Convert the material between the lines holding "front flipper in" and "pixel 733 98", inclusive, into a two-column CSV with columns named input and output, one row for each input paired with its answer. Put each value in a single quoted field and replace line breaks with spaces.

▶ [Rows]:

☆ ☆ ☆ ☆ ☆

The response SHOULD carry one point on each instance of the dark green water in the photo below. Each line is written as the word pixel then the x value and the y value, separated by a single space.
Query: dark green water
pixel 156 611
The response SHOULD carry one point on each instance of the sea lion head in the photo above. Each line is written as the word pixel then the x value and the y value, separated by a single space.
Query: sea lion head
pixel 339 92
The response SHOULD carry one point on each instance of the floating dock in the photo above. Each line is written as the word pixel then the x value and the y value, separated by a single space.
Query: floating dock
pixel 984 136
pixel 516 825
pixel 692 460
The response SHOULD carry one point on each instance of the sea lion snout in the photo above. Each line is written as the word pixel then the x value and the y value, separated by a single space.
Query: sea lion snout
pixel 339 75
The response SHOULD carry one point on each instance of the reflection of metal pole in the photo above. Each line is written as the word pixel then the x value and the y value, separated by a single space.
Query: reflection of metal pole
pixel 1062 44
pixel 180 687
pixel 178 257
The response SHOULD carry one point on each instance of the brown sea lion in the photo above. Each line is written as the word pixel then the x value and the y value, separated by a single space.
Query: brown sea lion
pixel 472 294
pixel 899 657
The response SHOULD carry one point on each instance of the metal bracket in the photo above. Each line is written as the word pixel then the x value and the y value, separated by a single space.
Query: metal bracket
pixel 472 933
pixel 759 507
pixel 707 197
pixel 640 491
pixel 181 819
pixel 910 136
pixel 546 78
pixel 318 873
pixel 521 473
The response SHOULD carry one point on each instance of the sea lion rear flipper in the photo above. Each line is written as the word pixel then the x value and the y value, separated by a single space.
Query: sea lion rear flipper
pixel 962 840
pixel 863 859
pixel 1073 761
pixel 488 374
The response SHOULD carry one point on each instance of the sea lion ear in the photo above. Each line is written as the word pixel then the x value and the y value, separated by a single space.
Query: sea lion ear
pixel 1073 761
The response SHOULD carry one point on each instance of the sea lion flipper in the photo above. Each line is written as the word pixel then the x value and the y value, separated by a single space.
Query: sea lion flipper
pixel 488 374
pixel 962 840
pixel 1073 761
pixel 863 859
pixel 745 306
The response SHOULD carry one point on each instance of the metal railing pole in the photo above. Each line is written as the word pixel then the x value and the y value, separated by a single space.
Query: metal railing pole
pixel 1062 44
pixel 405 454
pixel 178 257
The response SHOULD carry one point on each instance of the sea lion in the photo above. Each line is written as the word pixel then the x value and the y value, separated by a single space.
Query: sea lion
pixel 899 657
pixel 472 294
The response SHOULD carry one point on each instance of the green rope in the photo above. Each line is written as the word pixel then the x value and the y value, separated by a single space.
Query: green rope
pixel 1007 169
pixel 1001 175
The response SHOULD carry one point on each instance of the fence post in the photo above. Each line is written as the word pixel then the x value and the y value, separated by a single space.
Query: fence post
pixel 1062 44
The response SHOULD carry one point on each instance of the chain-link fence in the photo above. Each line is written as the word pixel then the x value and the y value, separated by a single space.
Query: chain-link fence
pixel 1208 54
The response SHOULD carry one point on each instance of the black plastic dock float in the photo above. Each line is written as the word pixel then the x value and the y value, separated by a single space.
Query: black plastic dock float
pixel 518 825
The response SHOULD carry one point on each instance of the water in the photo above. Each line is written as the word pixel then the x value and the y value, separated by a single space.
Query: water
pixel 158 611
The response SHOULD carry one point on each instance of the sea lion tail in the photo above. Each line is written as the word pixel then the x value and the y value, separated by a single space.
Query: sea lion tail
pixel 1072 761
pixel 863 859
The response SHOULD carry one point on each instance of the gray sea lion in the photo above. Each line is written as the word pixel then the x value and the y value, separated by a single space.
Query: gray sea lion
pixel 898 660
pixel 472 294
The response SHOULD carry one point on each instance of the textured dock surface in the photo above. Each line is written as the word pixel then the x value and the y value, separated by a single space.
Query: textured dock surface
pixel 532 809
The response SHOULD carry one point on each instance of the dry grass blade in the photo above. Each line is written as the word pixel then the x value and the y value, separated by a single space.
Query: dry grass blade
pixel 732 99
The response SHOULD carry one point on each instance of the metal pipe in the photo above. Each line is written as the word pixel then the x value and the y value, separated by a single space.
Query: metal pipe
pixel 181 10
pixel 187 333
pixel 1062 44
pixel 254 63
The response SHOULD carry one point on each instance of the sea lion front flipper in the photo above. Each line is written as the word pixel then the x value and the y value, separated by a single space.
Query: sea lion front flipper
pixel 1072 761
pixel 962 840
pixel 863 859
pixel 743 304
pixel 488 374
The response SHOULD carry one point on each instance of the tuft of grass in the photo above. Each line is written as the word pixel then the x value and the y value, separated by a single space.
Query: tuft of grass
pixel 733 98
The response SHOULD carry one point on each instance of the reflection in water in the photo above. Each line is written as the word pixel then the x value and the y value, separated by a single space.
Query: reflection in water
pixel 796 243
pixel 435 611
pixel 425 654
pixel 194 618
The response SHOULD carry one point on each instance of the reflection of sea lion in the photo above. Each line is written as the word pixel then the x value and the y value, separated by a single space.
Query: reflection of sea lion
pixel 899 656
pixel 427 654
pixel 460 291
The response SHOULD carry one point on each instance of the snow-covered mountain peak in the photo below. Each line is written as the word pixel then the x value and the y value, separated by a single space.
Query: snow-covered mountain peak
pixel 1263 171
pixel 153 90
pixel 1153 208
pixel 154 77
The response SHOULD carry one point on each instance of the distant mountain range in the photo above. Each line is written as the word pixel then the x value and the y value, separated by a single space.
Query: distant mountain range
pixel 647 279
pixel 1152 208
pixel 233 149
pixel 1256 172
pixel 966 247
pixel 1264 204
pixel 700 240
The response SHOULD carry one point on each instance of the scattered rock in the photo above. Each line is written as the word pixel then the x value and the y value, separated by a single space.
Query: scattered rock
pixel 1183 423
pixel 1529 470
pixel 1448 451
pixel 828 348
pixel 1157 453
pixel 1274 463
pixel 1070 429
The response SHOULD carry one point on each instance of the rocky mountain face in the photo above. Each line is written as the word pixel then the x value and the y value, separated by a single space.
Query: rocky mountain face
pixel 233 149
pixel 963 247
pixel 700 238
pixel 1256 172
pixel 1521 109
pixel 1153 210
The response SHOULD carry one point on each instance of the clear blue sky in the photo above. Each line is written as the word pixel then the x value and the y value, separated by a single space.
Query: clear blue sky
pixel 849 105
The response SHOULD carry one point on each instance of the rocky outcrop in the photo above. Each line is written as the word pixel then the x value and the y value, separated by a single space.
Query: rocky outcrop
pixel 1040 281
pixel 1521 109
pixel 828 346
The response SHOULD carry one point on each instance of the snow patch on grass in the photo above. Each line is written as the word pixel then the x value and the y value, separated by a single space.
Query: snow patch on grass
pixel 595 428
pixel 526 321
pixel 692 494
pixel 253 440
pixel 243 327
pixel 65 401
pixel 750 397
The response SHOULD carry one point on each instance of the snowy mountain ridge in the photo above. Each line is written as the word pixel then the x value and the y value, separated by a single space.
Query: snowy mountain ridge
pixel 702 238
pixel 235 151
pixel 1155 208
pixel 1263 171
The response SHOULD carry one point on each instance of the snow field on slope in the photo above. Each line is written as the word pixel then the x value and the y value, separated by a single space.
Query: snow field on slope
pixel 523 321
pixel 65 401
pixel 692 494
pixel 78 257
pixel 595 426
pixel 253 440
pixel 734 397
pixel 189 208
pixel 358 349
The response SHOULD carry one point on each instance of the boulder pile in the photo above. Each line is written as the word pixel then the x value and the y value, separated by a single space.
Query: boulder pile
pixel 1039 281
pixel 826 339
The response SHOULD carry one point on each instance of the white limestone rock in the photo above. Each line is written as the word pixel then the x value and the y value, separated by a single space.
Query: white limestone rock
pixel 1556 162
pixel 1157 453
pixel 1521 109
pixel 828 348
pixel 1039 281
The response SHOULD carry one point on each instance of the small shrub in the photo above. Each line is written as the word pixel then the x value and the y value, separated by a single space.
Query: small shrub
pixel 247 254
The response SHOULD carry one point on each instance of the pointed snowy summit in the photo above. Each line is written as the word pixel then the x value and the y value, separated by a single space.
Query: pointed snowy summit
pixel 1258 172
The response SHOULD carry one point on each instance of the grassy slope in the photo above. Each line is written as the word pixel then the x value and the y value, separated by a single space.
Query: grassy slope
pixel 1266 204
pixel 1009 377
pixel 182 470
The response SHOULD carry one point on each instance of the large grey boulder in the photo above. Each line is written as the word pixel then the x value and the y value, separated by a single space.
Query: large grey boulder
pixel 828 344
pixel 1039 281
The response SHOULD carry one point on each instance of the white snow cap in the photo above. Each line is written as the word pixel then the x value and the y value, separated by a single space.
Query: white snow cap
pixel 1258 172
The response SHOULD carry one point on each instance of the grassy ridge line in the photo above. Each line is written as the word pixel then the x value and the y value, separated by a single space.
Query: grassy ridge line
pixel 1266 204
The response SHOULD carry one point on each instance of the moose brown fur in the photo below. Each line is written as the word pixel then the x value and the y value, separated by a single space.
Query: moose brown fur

☆ ☆ ☆ ☆ ☆

▶ [Solved exercise]:
input,output
"The response SHOULD carry one point on each instance of the sea lion front flipper in the photo above. Each line is written as the word pixel then the x value and the y value, separated by a single space. Query: sea lion front flipper","pixel 1072 761 pixel 962 840 pixel 863 859 pixel 743 304 pixel 488 374"
"The response SHOULD carry one point on each instance of the tuft of grass in the photo above. Each line is written as the word pixel then the x value and the y value, separated by a single space. Query: tuft of grass","pixel 733 98"